- [SHORT PROBLEM]:
Revise the lines from the one containing "Can you tell me where the concrete" through the one containing "top-left (564, 223), bottom-right (594, 264)", replacing "lamp post" with "street light" and leaving everything else the same. Leave the pictures out of your answer.

- [STORED DATA]:
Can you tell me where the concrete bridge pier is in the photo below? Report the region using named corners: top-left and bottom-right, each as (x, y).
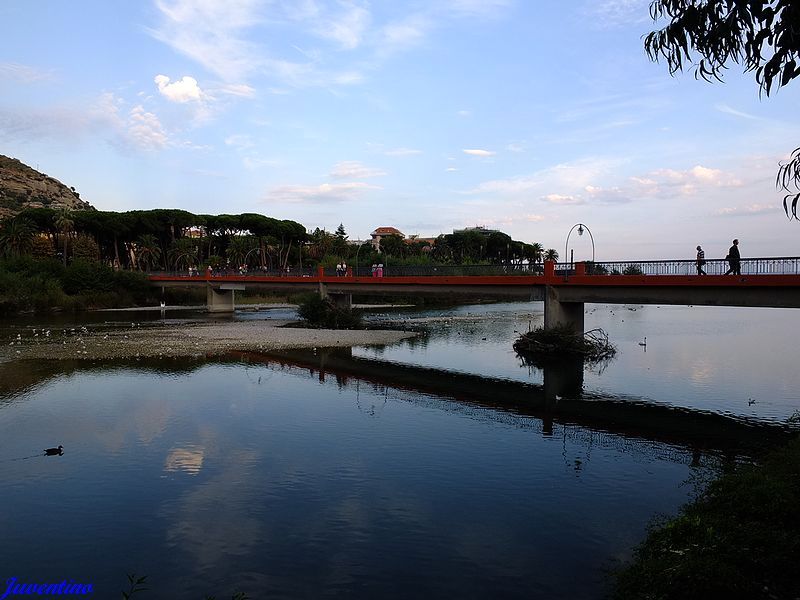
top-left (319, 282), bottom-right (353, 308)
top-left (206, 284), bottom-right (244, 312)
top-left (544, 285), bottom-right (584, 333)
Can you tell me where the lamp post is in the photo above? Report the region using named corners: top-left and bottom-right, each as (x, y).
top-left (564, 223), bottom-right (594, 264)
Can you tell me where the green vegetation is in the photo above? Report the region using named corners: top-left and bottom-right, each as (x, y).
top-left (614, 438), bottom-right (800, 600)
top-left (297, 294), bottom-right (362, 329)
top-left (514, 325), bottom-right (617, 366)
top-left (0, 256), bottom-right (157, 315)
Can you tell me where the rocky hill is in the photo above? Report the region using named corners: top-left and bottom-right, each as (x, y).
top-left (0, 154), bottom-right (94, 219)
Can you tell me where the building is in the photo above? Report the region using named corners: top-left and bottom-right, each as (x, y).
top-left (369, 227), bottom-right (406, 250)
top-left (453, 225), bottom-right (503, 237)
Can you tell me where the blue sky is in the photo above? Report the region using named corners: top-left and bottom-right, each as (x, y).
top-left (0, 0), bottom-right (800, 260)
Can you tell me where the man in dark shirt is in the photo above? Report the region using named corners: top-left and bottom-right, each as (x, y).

* * *

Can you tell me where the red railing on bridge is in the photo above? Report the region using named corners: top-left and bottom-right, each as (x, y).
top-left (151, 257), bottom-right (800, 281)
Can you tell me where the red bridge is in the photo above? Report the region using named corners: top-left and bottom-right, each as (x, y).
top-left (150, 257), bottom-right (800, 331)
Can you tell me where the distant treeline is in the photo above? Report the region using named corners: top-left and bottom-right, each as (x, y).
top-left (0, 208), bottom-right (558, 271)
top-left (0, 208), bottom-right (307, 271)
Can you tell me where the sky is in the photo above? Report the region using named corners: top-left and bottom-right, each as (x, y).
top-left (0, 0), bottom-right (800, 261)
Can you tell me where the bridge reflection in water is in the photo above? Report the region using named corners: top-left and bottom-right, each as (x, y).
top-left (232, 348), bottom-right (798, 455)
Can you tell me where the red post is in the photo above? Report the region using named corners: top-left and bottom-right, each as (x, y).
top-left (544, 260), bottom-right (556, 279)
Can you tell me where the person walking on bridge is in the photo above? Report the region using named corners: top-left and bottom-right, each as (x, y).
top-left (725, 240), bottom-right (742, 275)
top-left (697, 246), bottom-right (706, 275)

* * *

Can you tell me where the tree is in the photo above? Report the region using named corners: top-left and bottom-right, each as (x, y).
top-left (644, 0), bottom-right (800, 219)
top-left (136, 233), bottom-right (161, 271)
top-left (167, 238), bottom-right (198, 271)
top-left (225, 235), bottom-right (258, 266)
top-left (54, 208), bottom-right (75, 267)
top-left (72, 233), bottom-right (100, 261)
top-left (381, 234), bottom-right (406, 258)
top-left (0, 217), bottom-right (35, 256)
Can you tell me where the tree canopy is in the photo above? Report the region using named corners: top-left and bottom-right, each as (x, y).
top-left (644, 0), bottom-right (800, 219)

- [FINAL ANSWER]:
Can you tell me where the concrete bridge pier is in the photo below? Report the region using named corners: top-left and bottom-right, each as (x, y).
top-left (319, 282), bottom-right (353, 308)
top-left (206, 284), bottom-right (244, 312)
top-left (544, 285), bottom-right (584, 333)
Can you tell me where the street light is in the photo above? Report the region using named corners: top-left and bottom-right, each as (x, y).
top-left (564, 223), bottom-right (594, 264)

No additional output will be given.